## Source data
════

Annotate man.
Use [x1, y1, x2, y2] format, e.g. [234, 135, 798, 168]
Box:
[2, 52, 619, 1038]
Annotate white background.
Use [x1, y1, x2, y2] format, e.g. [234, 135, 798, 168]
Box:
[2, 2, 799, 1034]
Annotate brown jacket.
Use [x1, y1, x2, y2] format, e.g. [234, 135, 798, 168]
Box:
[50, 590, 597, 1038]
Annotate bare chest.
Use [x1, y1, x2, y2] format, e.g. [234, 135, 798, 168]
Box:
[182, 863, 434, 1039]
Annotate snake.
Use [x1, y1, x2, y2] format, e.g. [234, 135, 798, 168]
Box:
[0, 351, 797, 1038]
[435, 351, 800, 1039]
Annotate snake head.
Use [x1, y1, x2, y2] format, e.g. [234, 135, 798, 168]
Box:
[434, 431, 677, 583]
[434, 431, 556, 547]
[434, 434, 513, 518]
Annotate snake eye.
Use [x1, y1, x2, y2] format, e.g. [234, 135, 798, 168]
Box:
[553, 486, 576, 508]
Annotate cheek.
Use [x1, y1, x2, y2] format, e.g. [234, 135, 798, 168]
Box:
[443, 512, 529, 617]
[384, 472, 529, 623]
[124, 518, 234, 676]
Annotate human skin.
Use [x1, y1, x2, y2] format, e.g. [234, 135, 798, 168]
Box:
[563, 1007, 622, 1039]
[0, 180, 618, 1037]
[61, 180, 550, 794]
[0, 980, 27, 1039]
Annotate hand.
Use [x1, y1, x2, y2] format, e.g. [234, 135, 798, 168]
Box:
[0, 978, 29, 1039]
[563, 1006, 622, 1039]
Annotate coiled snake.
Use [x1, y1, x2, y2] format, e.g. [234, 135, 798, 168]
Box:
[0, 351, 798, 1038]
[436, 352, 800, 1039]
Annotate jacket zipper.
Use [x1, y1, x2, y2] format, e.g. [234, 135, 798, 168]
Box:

════

## WHAT TO PRODUCE
A complete answer lists each line of the data that holds the word "snake".

## SOLUTION FOR THIS EXERCISE
Annotate snake.
Annotate snake head.
Annotate snake eye.
Annotate coiled snake.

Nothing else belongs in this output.